EXERCISE DETAILS –
Please give the lines from the one containing "Target: white dishwasher" up to and including the one containing "[[658,371],[684,271],[681,262],[574,259],[557,362]]" as a numbered list, leaving out any blank lines.

── GIVEN DATA ──

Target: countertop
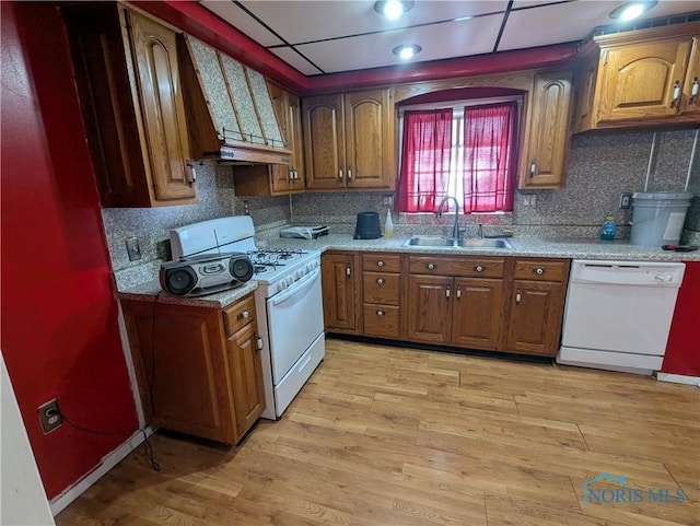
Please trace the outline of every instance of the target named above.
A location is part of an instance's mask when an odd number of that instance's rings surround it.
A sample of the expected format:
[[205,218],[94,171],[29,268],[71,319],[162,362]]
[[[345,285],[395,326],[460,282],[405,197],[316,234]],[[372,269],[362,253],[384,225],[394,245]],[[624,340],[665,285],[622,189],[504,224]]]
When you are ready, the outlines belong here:
[[[331,234],[318,239],[275,238],[269,242],[258,242],[258,246],[280,248],[300,248],[317,250],[363,250],[363,252],[396,252],[405,254],[453,254],[470,256],[523,256],[570,259],[605,259],[619,261],[700,261],[700,250],[691,253],[676,253],[662,250],[656,247],[631,245],[629,241],[597,241],[597,239],[542,239],[528,237],[513,237],[509,242],[513,248],[508,249],[474,249],[459,247],[420,247],[404,246],[408,236],[378,239],[353,239],[350,234]],[[153,267],[158,272],[158,267]],[[153,301],[158,296],[159,303],[179,305],[196,305],[201,307],[223,308],[257,289],[257,282],[252,280],[236,289],[208,294],[199,297],[177,297],[163,293],[158,276],[149,277],[141,283],[119,287],[119,297],[125,300]]]

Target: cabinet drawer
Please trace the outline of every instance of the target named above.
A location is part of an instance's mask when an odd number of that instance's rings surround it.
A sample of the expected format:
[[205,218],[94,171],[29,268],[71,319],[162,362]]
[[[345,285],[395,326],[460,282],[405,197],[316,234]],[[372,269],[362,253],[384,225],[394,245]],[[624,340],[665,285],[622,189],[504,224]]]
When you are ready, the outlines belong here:
[[450,258],[436,255],[410,256],[408,261],[410,273],[466,278],[502,278],[505,267],[505,260],[501,258]]
[[255,319],[255,297],[249,295],[240,302],[223,309],[223,323],[226,336],[233,335],[236,330],[245,327]]
[[364,335],[378,338],[399,337],[399,307],[364,305]]
[[564,281],[569,265],[567,261],[517,260],[515,261],[516,280]]
[[374,272],[399,272],[401,257],[397,254],[363,254],[362,270]]
[[362,290],[364,303],[398,305],[399,274],[363,272]]

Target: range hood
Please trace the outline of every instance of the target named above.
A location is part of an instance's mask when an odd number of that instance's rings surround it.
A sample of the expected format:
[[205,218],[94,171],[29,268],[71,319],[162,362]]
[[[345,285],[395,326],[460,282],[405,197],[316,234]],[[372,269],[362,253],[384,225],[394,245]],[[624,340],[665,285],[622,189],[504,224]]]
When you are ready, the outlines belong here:
[[180,74],[195,159],[289,164],[265,77],[197,38],[180,40]]

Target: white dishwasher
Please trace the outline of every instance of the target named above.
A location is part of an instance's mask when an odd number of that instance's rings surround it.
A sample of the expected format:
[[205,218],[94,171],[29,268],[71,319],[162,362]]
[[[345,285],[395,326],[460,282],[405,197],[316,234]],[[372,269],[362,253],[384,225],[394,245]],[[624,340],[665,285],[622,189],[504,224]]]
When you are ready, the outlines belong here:
[[658,371],[684,271],[681,262],[574,259],[557,362]]

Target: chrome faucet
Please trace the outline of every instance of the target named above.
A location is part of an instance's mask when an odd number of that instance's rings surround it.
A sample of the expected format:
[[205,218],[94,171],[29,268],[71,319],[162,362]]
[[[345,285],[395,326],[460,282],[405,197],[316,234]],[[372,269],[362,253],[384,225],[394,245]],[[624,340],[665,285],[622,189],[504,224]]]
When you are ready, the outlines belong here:
[[442,212],[445,207],[445,202],[447,202],[450,199],[455,201],[455,224],[452,227],[452,238],[456,239],[459,237],[459,203],[457,202],[457,199],[455,199],[452,196],[445,197],[440,203],[440,207],[438,207],[438,219],[442,218]]

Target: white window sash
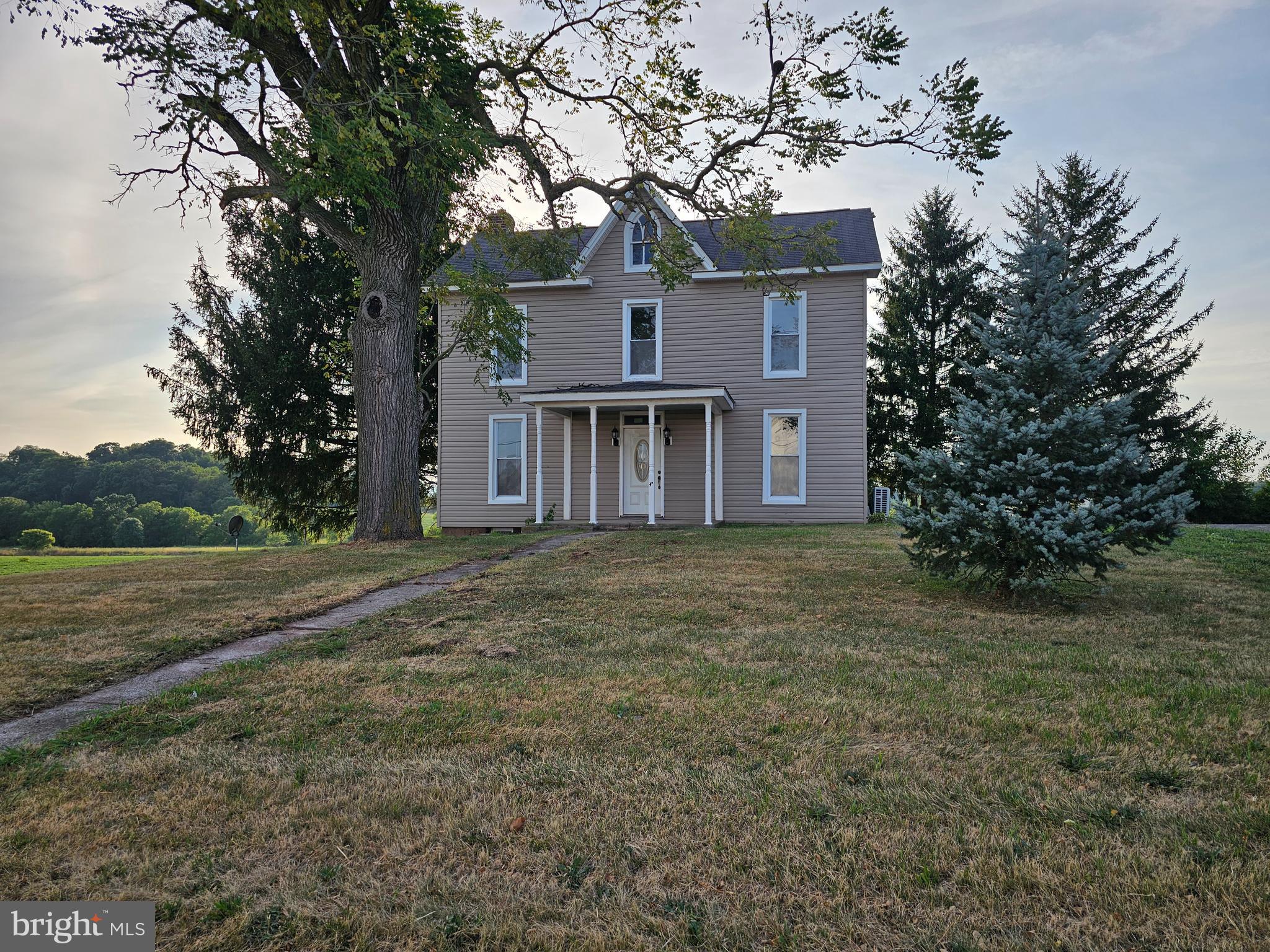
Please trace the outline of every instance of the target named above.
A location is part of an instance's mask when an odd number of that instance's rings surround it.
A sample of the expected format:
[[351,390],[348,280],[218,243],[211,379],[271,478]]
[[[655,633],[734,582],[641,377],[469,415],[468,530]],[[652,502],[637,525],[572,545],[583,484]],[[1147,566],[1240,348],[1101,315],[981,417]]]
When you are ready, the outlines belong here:
[[790,377],[806,377],[806,292],[798,292],[798,369],[773,371],[772,369],[772,338],[792,336],[791,334],[772,334],[772,302],[782,301],[780,294],[767,294],[763,297],[763,378],[779,380]]
[[[523,387],[530,382],[530,308],[528,305],[516,305],[516,310],[525,317],[525,324],[521,327],[521,372],[516,377],[499,377],[498,368],[503,362],[495,359],[494,366],[489,368],[489,382],[499,387]],[[498,353],[495,352],[494,355],[498,357]]]
[[[505,505],[514,503],[525,503],[528,499],[527,495],[527,480],[528,480],[528,414],[490,414],[489,415],[489,503],[495,505]],[[498,495],[498,424],[499,421],[511,420],[521,425],[521,493],[516,496],[500,496]],[[507,457],[513,458],[513,457]]]
[[[798,495],[772,495],[772,418],[798,416]],[[781,453],[780,456],[792,456]],[[806,409],[763,410],[763,504],[806,505]]]
[[[652,225],[650,225],[650,222],[648,220],[648,216],[641,216],[641,218],[644,221],[644,236],[645,236],[644,241],[646,242],[648,241],[648,230],[649,230],[649,227]],[[634,221],[627,221],[626,222],[626,227],[625,227],[624,239],[622,239],[622,260],[624,260],[624,267],[626,268],[626,272],[627,273],[641,273],[641,272],[652,270],[653,269],[653,263],[652,261],[648,261],[646,264],[635,264],[635,256],[632,254],[632,251],[634,251],[634,239],[635,239],[635,222]]]
[[[657,373],[631,373],[631,308],[648,307],[649,305],[657,307]],[[629,298],[622,301],[622,380],[662,380],[662,298]]]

───

RESULT OF THE EXERCISE –
1. Target: white dishwasher
2. Please trace the outline of every instance of the target named above.
3. A location is part of an instance's mask when an odd number of that instance's rings surround it.
4. A sample of the expected format:
5. [[205,218],[94,171],[29,268],[71,319],[162,362]]
6. [[[345,285],[395,326],[460,282],[405,197],[316,234]],[[372,269],[362,253],[384,225],[394,245]],[[624,340],[665,285],[622,189],[504,224]]]
7. When you are ready, the outlines belong here:
8. [[658,371],[684,271],[681,262],[574,259],[557,362]]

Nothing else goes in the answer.